PROVIDED RECORDS:
::::

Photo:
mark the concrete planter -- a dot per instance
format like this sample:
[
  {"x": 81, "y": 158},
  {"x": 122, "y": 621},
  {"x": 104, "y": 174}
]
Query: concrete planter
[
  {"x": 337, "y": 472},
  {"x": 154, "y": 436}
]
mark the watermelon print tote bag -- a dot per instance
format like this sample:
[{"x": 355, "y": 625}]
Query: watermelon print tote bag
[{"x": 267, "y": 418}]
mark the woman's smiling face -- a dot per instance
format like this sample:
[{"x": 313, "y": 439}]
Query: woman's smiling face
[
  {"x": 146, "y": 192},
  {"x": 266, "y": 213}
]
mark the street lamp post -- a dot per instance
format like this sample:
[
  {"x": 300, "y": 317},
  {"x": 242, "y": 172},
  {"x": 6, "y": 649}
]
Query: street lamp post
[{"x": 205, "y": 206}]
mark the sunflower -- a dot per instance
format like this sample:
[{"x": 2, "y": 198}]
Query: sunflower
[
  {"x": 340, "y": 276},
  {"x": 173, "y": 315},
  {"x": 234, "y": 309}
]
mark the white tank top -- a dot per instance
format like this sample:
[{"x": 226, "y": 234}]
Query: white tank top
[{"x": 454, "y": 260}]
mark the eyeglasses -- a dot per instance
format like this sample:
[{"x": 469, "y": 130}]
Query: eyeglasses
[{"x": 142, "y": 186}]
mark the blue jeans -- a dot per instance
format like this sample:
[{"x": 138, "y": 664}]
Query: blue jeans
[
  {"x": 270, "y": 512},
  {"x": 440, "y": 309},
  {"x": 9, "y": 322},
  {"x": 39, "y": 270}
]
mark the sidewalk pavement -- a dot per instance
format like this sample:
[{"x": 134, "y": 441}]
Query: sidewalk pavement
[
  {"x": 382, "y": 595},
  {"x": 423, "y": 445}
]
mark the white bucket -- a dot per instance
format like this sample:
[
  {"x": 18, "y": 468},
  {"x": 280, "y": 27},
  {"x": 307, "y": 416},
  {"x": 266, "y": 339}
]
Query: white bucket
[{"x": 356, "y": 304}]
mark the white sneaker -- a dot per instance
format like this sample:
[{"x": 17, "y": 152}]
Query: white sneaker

::::

DIRECTIONS FOR THIS TASK:
Please reproduce all of the rows above word for word, with no changes to wording, spacing, or line breaks.

REPLY:
Photo:
mark the concrete planter -- a dot per instance
format like this sample:
[
  {"x": 81, "y": 158},
  {"x": 122, "y": 621},
  {"x": 104, "y": 174}
]
Query: concrete planter
[
  {"x": 337, "y": 472},
  {"x": 154, "y": 436}
]
mark the watermelon print tote bag -- a dot per instance
format like this sample:
[{"x": 355, "y": 625}]
Query: watermelon print tote bag
[{"x": 267, "y": 418}]
mark the woman's smiling face -- a dot per instance
format like this sample:
[{"x": 313, "y": 439}]
Query: woman's smiling face
[
  {"x": 146, "y": 192},
  {"x": 266, "y": 213}
]
mark the street lamp post -- a dot per instance
format like this sample:
[
  {"x": 300, "y": 317},
  {"x": 242, "y": 172},
  {"x": 6, "y": 649}
]
Query: street lamp post
[{"x": 205, "y": 206}]
mark the sunflower -- a dot per instance
format like this sample:
[{"x": 2, "y": 198}]
Query: sunflower
[
  {"x": 340, "y": 276},
  {"x": 173, "y": 315},
  {"x": 234, "y": 309}
]
mark the white tank top -- a dot per instance
format like this sample:
[{"x": 226, "y": 234}]
Query: white tank top
[{"x": 454, "y": 260}]
mark the eyeglasses -- a dot per instance
format like this sample:
[{"x": 469, "y": 130}]
Query: eyeglasses
[{"x": 142, "y": 186}]
mark the blue jeans -- a dot per instance
format like this sample:
[{"x": 138, "y": 664}]
Query: blue jeans
[
  {"x": 270, "y": 512},
  {"x": 440, "y": 309},
  {"x": 9, "y": 322},
  {"x": 39, "y": 270}
]
mark the sidewalk pavement -- a dot per instance
format like this sample:
[{"x": 134, "y": 441}]
Query: sidewalk pavement
[
  {"x": 382, "y": 595},
  {"x": 423, "y": 445}
]
mark the white bucket -- a dot per instance
format like this sample:
[
  {"x": 18, "y": 468},
  {"x": 280, "y": 27},
  {"x": 307, "y": 416},
  {"x": 266, "y": 339}
]
Query: white bucket
[{"x": 356, "y": 304}]
mark the white sneaker -- a dot per instance
format like this sample:
[{"x": 17, "y": 152}]
Query: white sneaker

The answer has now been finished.